AI-assisted engineering phase 1: Laying the groundwork for autonomous engineering

TL;DR:

• To start with integrating AI into SDLC the first phase is to focus on AI-assisted engineering to lay the groundwork for future phases.
• The phase’s ley initiatives are the systematic evaluation and adoption of AI copilots, basic ROI observability via telemetry, governance, and quality guardrails.
• This “foundations first approach” will have 80% human-driven and 20% AI-assisted autonomy.

Introduction

In the first blog post of this three-part series, we introduced the concept of leveraging tools with Generative AI capabilities to accelerate the Software Development Life Cycle (SDLC). This post will focus on the first phase: the implementation of AI-assisted engineering.

This phase is crucial for setting up the groundwork for the subsequent phases. It will focus on enabling copilot acceleration, implementing telemetry, observability, and metrics. It will also ensure AI-assistance quality and artifact validation.

During this phase, engineering teams can achieve significant productivity and quality gains while complying with enterprise guardrails and controls. They will achieve this by systematically evaluating and adopting AI copilots, implementing telemetry for ROI observability, and establishing governance and quality guardrails. Those productivity gains will help support further investments into subsequent phases.

Foundation

This first foundational phase focuses on enabling copilot acceleration, implementing telemetry, observability, and metrics, and ensuring AI-assistance quality and artifact validation. This phase is crucial for setting up the groundwork for the subsequent phases.

This phase is built around three key initiatives:

1. Systematic evaluation and adoption of AI copilots: This involves assessing and integrating AI copilots into the existing SDLC architecture and processes, without major structural changes or workflow disruption.
2. Basic ROI observability via telemetry collection and tracking: To measure this phase’s results’, we need to Implement appropriate telemetry to measure and track the return on investment.
3. Governance & quality guardrails: From the start, it’s critical to identify and implement essential governance and quality measures to ensure the smooth functioning of AI-assisted engineering.

Productivity and quality gains

The implementation of AI-assisted engineering is expected to yield significant productivity and quality improvements.

• Productivity gains in routine tasks such as code generation, test generation, documentation generation, and DevOps automation.
• Code quality improvement resulting in reduction in defects. Those results are driven by clearer requirements and automated, comprehensive testing.

Data entries:
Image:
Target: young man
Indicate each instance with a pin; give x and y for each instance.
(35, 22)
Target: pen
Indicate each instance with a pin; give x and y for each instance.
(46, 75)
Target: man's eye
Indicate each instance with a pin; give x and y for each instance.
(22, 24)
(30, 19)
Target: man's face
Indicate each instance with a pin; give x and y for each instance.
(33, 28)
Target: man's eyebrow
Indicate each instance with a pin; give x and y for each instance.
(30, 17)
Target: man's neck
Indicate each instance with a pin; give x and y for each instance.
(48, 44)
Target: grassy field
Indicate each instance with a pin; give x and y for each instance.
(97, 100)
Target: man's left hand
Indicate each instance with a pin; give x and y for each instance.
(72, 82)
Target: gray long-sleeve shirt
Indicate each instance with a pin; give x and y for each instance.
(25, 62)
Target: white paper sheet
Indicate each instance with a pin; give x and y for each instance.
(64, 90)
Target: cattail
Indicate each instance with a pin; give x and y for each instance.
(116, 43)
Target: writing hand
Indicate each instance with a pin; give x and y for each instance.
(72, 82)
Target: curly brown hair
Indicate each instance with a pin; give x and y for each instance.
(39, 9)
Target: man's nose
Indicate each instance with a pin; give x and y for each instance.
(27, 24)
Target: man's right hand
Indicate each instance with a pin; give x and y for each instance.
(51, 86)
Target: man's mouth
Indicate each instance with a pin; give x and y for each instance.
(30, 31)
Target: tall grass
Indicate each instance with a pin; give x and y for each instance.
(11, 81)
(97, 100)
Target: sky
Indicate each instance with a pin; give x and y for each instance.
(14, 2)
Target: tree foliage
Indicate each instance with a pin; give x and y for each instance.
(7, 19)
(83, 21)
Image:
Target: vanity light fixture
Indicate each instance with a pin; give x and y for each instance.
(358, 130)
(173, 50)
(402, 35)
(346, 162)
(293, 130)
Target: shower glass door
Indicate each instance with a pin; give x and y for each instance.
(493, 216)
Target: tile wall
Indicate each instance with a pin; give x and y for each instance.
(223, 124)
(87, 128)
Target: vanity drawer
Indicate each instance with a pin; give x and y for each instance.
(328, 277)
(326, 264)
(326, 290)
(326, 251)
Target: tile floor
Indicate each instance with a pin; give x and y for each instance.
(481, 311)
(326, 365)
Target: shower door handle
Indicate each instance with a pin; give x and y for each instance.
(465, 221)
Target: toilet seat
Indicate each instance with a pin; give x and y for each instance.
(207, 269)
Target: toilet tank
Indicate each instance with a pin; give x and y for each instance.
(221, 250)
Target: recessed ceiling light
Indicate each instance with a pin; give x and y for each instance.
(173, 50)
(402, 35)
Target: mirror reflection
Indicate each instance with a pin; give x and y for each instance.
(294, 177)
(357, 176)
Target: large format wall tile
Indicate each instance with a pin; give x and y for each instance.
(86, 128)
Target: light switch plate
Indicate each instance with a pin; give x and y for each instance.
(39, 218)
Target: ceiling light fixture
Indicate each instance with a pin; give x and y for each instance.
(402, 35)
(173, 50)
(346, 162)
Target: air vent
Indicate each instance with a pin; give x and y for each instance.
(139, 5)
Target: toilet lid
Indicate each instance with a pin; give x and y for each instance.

**WORK REQUEST 1**:
According to the post on AI-assisted engineering, what split of human-driven and AI-assisted autonomy does the "foundations first approach" have?
**WORK REQUEST 2**:
Write the next part of the post on AI-assisted engineering, picking up after its final bullet point.
The listing is separate material and has no connection to the post on AI-assisted engineering.

**EXPECTED ANSWER 1**:
80% human-driven and 20% AI-assisted.

**EXPECTED ANSWER 2**:
The expected gains will vary significantly per use case, adoption, and enterprise. They will be measurable through the implementation of appropriate telemetry and insights dashboards.

For example, an April 2025 Entrepreneur magazine article shared that integrating AI into the SDLC at companies such as Google, Meta, and Microsoft resulted in 20 to 30% of the final code being AI generated.

Change management

The change management level for this phase is moderate, focusing on tool-specific training and adoption programs. The human role in this phase includes decision-making, execution, and validation, while the AI acts as a suggester, assistant, enhancer, and accelerator.

This limited impact on how software engineers’ usual processes allow for better solution adoption and, therefore, faster time-to-results.

Technical solution

The recommended technical solution follows a foundation-first approach with incremental capabilities added in each phase.

During Phase 1, the software development process is 80% human-driven and 20% AI-assisted. The end-to-end software engineering flow involves AI suggestions, human review, and human implementation. For this phase, the AI copilot will have high impact but limited capabilities:

• AI workflows are human-triggered.
• The AI agent is task-specific, not process-wide.
• It will require direct guidance (prompt engineering) from developers and DevOps engineers.
• Its output will be limited to a single context.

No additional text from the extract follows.